# [What needs to be done]
Please repeat the entries word for word and keep the images out.

# [Input]
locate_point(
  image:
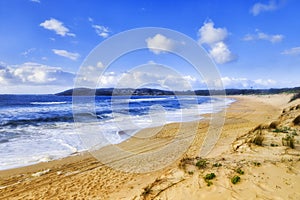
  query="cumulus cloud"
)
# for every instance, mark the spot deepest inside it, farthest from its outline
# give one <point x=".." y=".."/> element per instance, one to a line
<point x="28" y="52"/>
<point x="221" y="54"/>
<point x="215" y="38"/>
<point x="263" y="36"/>
<point x="211" y="35"/>
<point x="160" y="43"/>
<point x="260" y="7"/>
<point x="90" y="74"/>
<point x="102" y="31"/>
<point x="56" y="26"/>
<point x="292" y="51"/>
<point x="34" y="74"/>
<point x="66" y="54"/>
<point x="36" y="1"/>
<point x="244" y="83"/>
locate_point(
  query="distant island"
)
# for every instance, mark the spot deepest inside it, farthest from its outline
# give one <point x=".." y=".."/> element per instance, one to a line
<point x="158" y="92"/>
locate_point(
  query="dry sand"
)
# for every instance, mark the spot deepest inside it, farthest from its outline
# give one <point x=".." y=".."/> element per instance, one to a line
<point x="271" y="170"/>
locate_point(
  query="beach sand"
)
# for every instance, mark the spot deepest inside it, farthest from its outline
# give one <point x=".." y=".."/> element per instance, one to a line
<point x="270" y="170"/>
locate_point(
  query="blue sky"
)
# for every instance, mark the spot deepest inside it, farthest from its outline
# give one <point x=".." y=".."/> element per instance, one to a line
<point x="44" y="42"/>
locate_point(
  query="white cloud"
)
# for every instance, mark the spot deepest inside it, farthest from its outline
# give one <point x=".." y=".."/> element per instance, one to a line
<point x="263" y="36"/>
<point x="91" y="19"/>
<point x="28" y="52"/>
<point x="34" y="74"/>
<point x="64" y="53"/>
<point x="36" y="1"/>
<point x="90" y="74"/>
<point x="215" y="38"/>
<point x="210" y="35"/>
<point x="260" y="7"/>
<point x="221" y="53"/>
<point x="292" y="51"/>
<point x="244" y="83"/>
<point x="102" y="31"/>
<point x="159" y="44"/>
<point x="57" y="26"/>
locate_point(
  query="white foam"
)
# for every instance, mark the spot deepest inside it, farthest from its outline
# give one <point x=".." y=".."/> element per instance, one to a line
<point x="48" y="103"/>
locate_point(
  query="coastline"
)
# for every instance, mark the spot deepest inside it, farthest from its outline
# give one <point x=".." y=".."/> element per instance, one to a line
<point x="83" y="176"/>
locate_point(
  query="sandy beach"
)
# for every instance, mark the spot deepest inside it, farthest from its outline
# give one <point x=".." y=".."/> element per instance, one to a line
<point x="249" y="161"/>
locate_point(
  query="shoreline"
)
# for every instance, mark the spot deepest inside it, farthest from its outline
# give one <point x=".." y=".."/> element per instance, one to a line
<point x="128" y="136"/>
<point x="75" y="171"/>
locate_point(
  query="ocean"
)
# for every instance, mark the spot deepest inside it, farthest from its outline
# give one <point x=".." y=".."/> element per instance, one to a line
<point x="40" y="128"/>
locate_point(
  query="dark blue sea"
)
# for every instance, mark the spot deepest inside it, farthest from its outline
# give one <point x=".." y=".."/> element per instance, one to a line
<point x="39" y="128"/>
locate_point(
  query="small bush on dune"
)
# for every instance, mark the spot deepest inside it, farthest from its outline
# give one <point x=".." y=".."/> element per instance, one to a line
<point x="296" y="121"/>
<point x="288" y="141"/>
<point x="295" y="96"/>
<point x="240" y="171"/>
<point x="235" y="179"/>
<point x="209" y="177"/>
<point x="258" y="140"/>
<point x="273" y="125"/>
<point x="217" y="165"/>
<point x="201" y="164"/>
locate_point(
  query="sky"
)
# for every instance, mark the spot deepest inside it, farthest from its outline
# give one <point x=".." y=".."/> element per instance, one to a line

# [Task response]
locate_point(
  image:
  query="cumulus cloud"
)
# for every instance, mark the spot deepest inside it, farthest from its outline
# give one <point x=".." y=".."/> element per instance, one to a line
<point x="28" y="52"/>
<point x="221" y="54"/>
<point x="215" y="38"/>
<point x="263" y="36"/>
<point x="211" y="35"/>
<point x="160" y="43"/>
<point x="260" y="7"/>
<point x="90" y="74"/>
<point x="102" y="31"/>
<point x="56" y="26"/>
<point x="292" y="51"/>
<point x="34" y="74"/>
<point x="66" y="54"/>
<point x="36" y="1"/>
<point x="244" y="83"/>
locate_point(
  query="distant island"
)
# for every instance, mark the spot deepest inside it, farthest from its outline
# give one <point x=".." y=".."/> element per instance, one to a line
<point x="158" y="92"/>
locate_point(
  query="dry sand"
)
# for every instance, mark the spot deepest inside it, farthest from its outline
# give one <point x=".." y=".."/> element per instance, one to a line
<point x="271" y="170"/>
locate_point(
  query="beach sand"
)
# for every instance, mark the spot deepest inside it, farthest from its outline
# give one <point x=".." y=".."/> element per instance, one to a line
<point x="270" y="170"/>
locate_point(
  query="blue sky"
)
# for every instance, mark the spot deepest inside it, farthest from its outline
# give one <point x=".." y=".."/> element per instance, one to a line
<point x="44" y="42"/>
locate_point(
  query="white cloud"
)
# for every instance, mark the spot deepest inside it, farthest from its outline
# give one <point x=".." y=".."/> element per instance, one to a line
<point x="263" y="36"/>
<point x="91" y="19"/>
<point x="28" y="52"/>
<point x="34" y="74"/>
<point x="64" y="53"/>
<point x="36" y="1"/>
<point x="90" y="74"/>
<point x="215" y="38"/>
<point x="210" y="35"/>
<point x="260" y="7"/>
<point x="221" y="53"/>
<point x="292" y="51"/>
<point x="244" y="83"/>
<point x="102" y="31"/>
<point x="159" y="44"/>
<point x="57" y="26"/>
locate_point(
  query="white foam"
)
# for every instance, mark the spot deepest inside it, farthest from its outline
# give one <point x=".." y=".."/> element per instance, one to a line
<point x="48" y="103"/>
locate_point(
  query="coastline"
)
# for every instance, mark the spot deepest inside it, farthest from its outline
# give one <point x=".." y=".."/> element per instance, one to a line
<point x="83" y="176"/>
locate_point(
  query="sandy beach"
)
# for every instance, mark the spot deepest inside it, farthest from its outline
# give one <point x=".." y=".."/> element per instance, one to a line
<point x="249" y="161"/>
locate_point(
  query="shoreline"
)
# for every instance, mark the spot deepest inside it, farthest from its outline
# give one <point x=".." y=".."/> element per instance, one to a line
<point x="128" y="136"/>
<point x="75" y="171"/>
locate_point(
  query="ocean"
)
# for every instance, mark the spot deepest inside it, farthest from its outline
# give one <point x=".." y=".."/> element per instance, one to a line
<point x="40" y="128"/>
locate_point(
  query="dark blue sea"
)
# for every instance, mark the spot deepest inside it, farthest from its outline
# give one <point x=".." y=".."/> element per instance, one to a line
<point x="39" y="128"/>
locate_point(
  query="small bush on dune"
)
# for every instance, mark the spot deepest inside it, farthest from its outline
# give one <point x=".." y=".."/> element per instance, one to a line
<point x="296" y="121"/>
<point x="288" y="141"/>
<point x="295" y="96"/>
<point x="240" y="171"/>
<point x="235" y="179"/>
<point x="209" y="177"/>
<point x="258" y="140"/>
<point x="273" y="125"/>
<point x="217" y="165"/>
<point x="201" y="164"/>
locate_point(
  query="sky"
)
# for every instance, mark the spot deepest inside it, farthest from its outline
# give one <point x=".." y=".."/> element per instance, one to a line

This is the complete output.